## What this task involves
Exactly as given, transcribe each entry that follows.

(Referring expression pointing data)

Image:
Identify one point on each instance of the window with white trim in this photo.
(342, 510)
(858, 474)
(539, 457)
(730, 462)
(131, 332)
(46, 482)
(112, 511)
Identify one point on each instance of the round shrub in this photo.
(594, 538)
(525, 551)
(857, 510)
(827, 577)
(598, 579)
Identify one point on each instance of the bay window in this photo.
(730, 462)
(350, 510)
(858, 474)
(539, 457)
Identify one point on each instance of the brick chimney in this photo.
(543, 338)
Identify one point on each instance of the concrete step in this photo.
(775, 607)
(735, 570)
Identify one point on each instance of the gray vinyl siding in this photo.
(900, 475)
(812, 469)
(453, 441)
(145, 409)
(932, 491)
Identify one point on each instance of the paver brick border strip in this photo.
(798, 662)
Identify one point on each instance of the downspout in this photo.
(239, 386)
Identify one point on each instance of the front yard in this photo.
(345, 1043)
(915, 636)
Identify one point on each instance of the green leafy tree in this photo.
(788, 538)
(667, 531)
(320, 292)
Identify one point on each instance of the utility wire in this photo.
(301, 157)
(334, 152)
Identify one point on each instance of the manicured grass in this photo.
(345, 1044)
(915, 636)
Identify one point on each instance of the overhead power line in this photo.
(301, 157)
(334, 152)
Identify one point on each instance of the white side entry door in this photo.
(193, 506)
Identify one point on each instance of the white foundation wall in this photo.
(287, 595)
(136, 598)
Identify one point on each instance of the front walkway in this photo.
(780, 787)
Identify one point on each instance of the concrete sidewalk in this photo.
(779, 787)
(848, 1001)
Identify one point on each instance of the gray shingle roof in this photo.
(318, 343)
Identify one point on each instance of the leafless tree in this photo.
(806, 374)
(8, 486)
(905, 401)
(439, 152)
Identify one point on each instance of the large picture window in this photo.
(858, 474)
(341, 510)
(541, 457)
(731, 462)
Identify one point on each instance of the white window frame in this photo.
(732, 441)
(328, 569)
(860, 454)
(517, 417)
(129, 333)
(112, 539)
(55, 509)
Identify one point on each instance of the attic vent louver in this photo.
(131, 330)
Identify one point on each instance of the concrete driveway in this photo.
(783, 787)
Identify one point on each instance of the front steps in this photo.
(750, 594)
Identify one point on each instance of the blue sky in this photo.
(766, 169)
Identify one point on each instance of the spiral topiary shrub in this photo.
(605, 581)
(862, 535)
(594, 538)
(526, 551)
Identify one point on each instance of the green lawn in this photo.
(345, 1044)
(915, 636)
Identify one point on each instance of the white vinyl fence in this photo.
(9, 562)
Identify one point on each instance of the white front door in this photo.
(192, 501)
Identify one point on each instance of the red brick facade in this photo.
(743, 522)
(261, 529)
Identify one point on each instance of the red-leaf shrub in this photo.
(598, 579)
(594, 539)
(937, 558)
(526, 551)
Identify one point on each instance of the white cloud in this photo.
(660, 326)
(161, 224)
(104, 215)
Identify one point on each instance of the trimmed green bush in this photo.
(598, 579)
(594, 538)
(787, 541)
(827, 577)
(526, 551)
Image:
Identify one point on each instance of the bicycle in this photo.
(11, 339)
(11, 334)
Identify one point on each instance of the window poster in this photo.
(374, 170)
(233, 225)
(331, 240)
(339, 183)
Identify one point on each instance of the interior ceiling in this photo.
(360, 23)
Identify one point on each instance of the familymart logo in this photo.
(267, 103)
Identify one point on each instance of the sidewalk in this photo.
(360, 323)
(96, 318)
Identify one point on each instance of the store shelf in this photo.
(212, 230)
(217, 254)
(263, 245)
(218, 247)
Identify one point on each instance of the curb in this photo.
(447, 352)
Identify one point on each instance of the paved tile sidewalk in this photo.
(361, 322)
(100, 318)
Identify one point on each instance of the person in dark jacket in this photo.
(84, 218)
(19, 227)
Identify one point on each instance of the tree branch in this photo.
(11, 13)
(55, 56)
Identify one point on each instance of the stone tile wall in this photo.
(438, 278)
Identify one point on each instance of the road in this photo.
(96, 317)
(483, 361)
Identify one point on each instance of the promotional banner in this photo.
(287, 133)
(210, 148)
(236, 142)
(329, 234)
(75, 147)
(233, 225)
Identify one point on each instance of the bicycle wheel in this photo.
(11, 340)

## Response below
Image:
Identify one point on each instance of the window with white trim in this photo.
(342, 510)
(858, 474)
(539, 457)
(730, 462)
(131, 332)
(46, 482)
(112, 511)
Identify one point on each instance of the round shrub in this photo.
(594, 538)
(525, 551)
(857, 510)
(827, 577)
(598, 579)
Identify one point on each instance of the bay window in this photo.
(730, 462)
(350, 510)
(858, 474)
(539, 457)
Identify one point on each instance of the brick chimney in this photo.
(543, 338)
Identify one point on each instance of the concrete step in this photo.
(775, 607)
(735, 570)
Identify one point on each instance of the gray vinyl siding in this photo.
(900, 475)
(812, 469)
(453, 441)
(145, 409)
(932, 491)
Identify one point on each instance of the paver brick border strip in this photo.
(798, 662)
Identify one point on each instance of the downspout in this photo.
(239, 386)
Identify one point on each instance of the front yard in this photo.
(345, 1043)
(915, 636)
Identify one point on each instance of the green leafy tree in this photo.
(788, 538)
(667, 531)
(320, 292)
Identify one point on each instance of the utility wire in this photo.
(301, 157)
(334, 152)
Identify one point on each instance of the manicured grass in this photo.
(345, 1044)
(915, 636)
Identify one point on each instance of the overhead power line in this photo.
(301, 157)
(334, 152)
Identify one point on each instance of the white side entry door in this photo.
(193, 506)
Identify one point on each instance of the white foundation wall in this photo.
(287, 595)
(136, 598)
Identify one point on each instance of the front walkway in this photo.
(780, 787)
Identify one point on each instance of the concrete sidewalk in this photo.
(779, 787)
(848, 1001)
Identify one point on each instance of the gray shingle roof in this photo.
(318, 343)
Identify one point on each instance of the leafless tree in this photo.
(806, 374)
(8, 486)
(905, 401)
(439, 152)
Identify one point on each instance of the large picture window in this photo.
(858, 474)
(341, 510)
(541, 457)
(731, 462)
Identify one point on each instance of the white window frame in this photo.
(732, 441)
(328, 569)
(860, 454)
(517, 417)
(129, 333)
(112, 539)
(55, 509)
Identify one point on each instance of the attic vent louver in this photo.
(131, 330)
Identify one point on each instance of the concrete driveway in this photo.
(783, 787)
Identify one point on each instance of the front steps in this photo.
(750, 594)
Identify one point on each instance of the blue sky in this photo.
(766, 169)
Identify one point on each instance of the spiral topiary shrub in this photo.
(605, 581)
(862, 535)
(594, 538)
(526, 551)
Identify one point on each instance of the green lawn in this photo.
(345, 1044)
(915, 636)
Identify one point on each instance of the white vinyl fence in this photo.
(9, 562)
Identify one point on each instance of the white front door in this photo.
(192, 501)
Identify one point on each instance of the red brick facade in this photo.
(743, 522)
(261, 529)
Identify one point on each instance of the red-leaf shrub in this photo.
(598, 579)
(594, 539)
(937, 558)
(526, 551)
Identify one point on each instance of the white cloud in this photo.
(660, 326)
(161, 224)
(104, 215)
Identify one point on each instance of the trimmed green bush in this photo.
(598, 579)
(594, 538)
(787, 541)
(827, 577)
(526, 551)
Image:
Identify one point on each instance of the bicycle in this photo.
(11, 339)
(11, 334)
Identify one point on each instance of the window poster in this photo.
(374, 170)
(233, 225)
(331, 240)
(339, 183)
Identify one point on each instance of the interior ceiling in this photo.
(360, 23)
Identify one point on each instance of the familymart logo in this photo.
(267, 103)
Identify one point on each instance of the sidewalk in this photo.
(360, 323)
(96, 318)
Identify one point on each instance of the store shelf in this photo.
(212, 230)
(217, 254)
(263, 245)
(218, 247)
Identify one point on each instance of the curb in this photo.
(447, 352)
Identify one point on each instance of the paved tile sidewalk in this photo.
(361, 322)
(100, 318)
Identify one point on each instance of the person in dark jacket in this photo.
(84, 218)
(19, 227)
Identify one point on each instance of the tree branch in this photo.
(11, 13)
(55, 56)
Identify one point on each instance of the stone tile wall in this photo.
(438, 278)
Identify one point on each instance of the road in this photo.
(96, 317)
(483, 361)
Identify one point on each instance of the promotional banner in this photo.
(287, 133)
(210, 148)
(236, 142)
(329, 234)
(75, 147)
(233, 225)
Identify one point on each instance of the bicycle wheel in this photo.
(11, 340)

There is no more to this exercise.